■ **Records for this exercise**:
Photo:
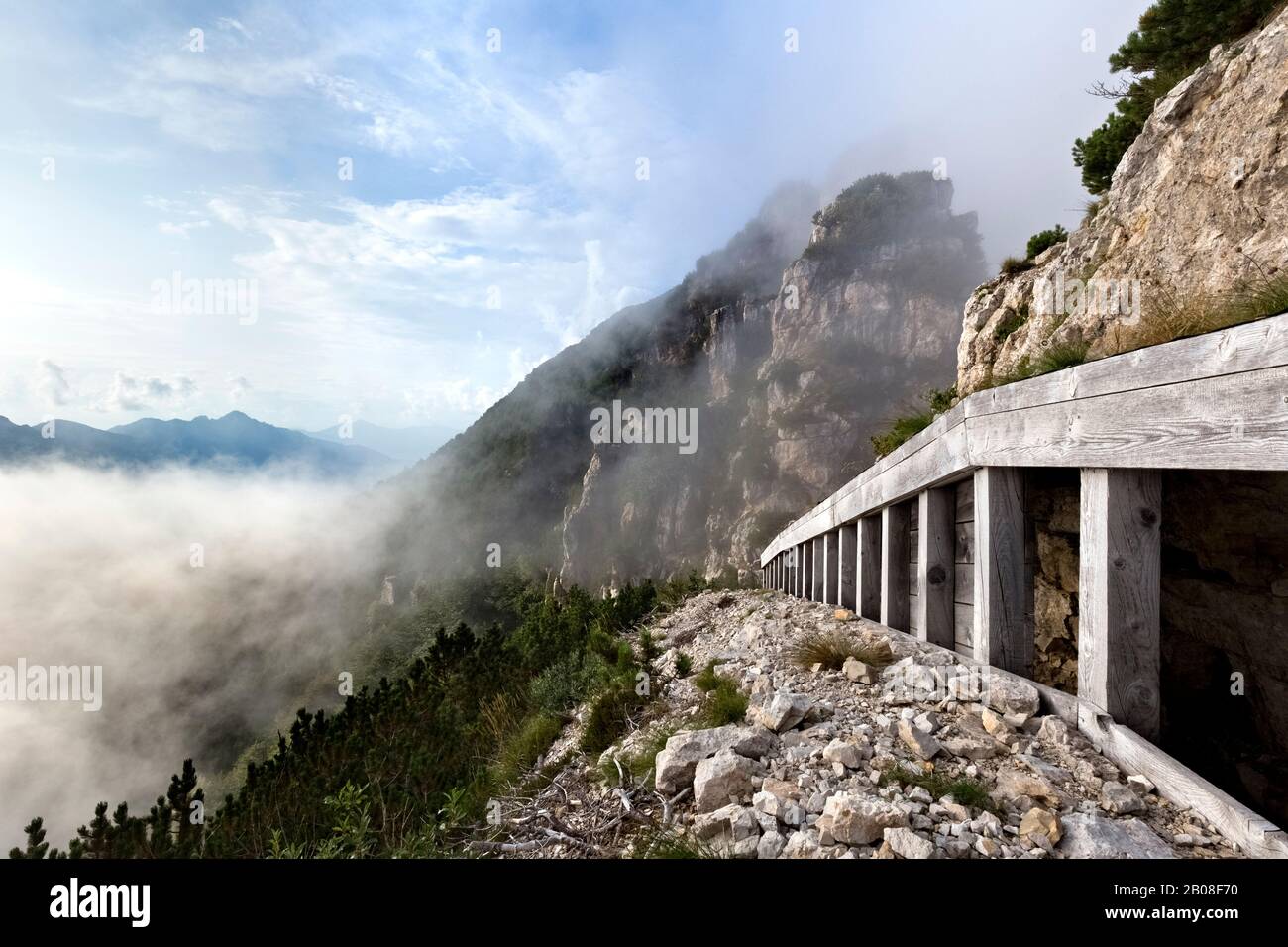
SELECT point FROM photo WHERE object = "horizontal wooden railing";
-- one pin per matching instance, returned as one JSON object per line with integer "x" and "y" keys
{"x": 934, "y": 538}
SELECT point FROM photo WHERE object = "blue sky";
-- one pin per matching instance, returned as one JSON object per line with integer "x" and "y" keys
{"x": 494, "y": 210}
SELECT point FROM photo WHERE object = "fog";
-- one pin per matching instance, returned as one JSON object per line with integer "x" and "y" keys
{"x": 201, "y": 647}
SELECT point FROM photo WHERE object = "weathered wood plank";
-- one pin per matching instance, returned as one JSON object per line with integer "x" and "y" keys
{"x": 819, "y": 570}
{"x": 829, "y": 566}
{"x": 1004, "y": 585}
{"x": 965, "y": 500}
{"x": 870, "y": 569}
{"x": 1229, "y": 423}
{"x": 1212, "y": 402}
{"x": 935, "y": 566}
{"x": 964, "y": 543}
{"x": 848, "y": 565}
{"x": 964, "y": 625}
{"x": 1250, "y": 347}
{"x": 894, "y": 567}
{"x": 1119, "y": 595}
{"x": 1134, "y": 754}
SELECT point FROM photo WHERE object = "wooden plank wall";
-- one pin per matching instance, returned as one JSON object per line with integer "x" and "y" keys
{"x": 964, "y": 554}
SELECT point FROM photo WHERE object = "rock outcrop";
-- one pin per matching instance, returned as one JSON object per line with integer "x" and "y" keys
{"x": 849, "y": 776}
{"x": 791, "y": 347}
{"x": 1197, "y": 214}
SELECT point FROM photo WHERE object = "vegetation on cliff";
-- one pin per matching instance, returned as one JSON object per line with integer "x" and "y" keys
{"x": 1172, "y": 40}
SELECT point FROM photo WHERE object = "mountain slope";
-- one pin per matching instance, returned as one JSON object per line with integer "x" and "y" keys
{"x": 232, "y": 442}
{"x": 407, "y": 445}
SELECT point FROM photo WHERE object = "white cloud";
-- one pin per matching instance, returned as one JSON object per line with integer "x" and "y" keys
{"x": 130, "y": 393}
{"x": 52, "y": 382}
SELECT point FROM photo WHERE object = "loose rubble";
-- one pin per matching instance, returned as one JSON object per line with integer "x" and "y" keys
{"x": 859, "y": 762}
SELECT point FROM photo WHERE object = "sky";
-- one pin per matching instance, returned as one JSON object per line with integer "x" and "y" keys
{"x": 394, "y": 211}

■ **Exercise goal**: Return the listing above unchanged, apart from dropping its pictures.

■ **Result of this task**:
Photo:
SELECT point FROM photo WHERE object = "horizontal wooden railing";
-- one pin per matching instance, returned as one JSON object per line with integer "x" and "y" keys
{"x": 934, "y": 538}
SELECT point FROM photo WHERE object = "blue sky";
-- one pin per matching instance, returned as one JSON object per line with integer "x" and "y" keys
{"x": 494, "y": 210}
SELECT point FROM photo WHERE object = "fog";
-- one pin per matching instance, returned as one JSON object per line with integer "x" and "y" keys
{"x": 201, "y": 647}
SELECT point FROM photo WHERE object = "weathered wood plank";
-- one pin per matching instance, returned as one JSON object per line with integer "x" and "y" keys
{"x": 819, "y": 570}
{"x": 829, "y": 566}
{"x": 1004, "y": 585}
{"x": 965, "y": 500}
{"x": 870, "y": 569}
{"x": 1229, "y": 423}
{"x": 1212, "y": 402}
{"x": 935, "y": 566}
{"x": 964, "y": 543}
{"x": 848, "y": 565}
{"x": 964, "y": 625}
{"x": 1250, "y": 347}
{"x": 894, "y": 567}
{"x": 1119, "y": 595}
{"x": 1134, "y": 754}
SELECT point FROM photo WHERE object = "wooden plank wall";
-- one pin per matching instance, returned as one JSON object per line with integer "x" and "y" keys
{"x": 964, "y": 554}
SELECT point FROM photo WHERE object = "rock outcrop";
-- one pin per matching instance, returned as one JSON object per line with integer "x" and "y" keys
{"x": 849, "y": 776}
{"x": 791, "y": 347}
{"x": 1197, "y": 214}
SELECT point FROM photo WHERE object = "vegetation on cliff";
-- one pin per matching instance, returned as one JSON object per line with integer "x" and "y" keys
{"x": 1172, "y": 40}
SELECT point FROM photo WHERE object = "mountain slope";
-- one pin per matching instance, returned as one JSON object per line with integer "x" and "y" keys
{"x": 232, "y": 442}
{"x": 407, "y": 445}
SELECT point FROM photo WHERE object = "white cloud";
-- one pin per matching instance, returned as one JSON object per line with integer "x" and "y" keys
{"x": 130, "y": 393}
{"x": 52, "y": 382}
SELECT point FROM photo WHERE object = "loose rubble";
-- one pin per matching instance, returned as one JSON object per line with integer "x" and "y" keys
{"x": 859, "y": 762}
SELECT point FROM photo WHERE object = "sky";
-- one pin per matching instance, returned as one JSON object per line with integer "x" and "y" keys
{"x": 394, "y": 211}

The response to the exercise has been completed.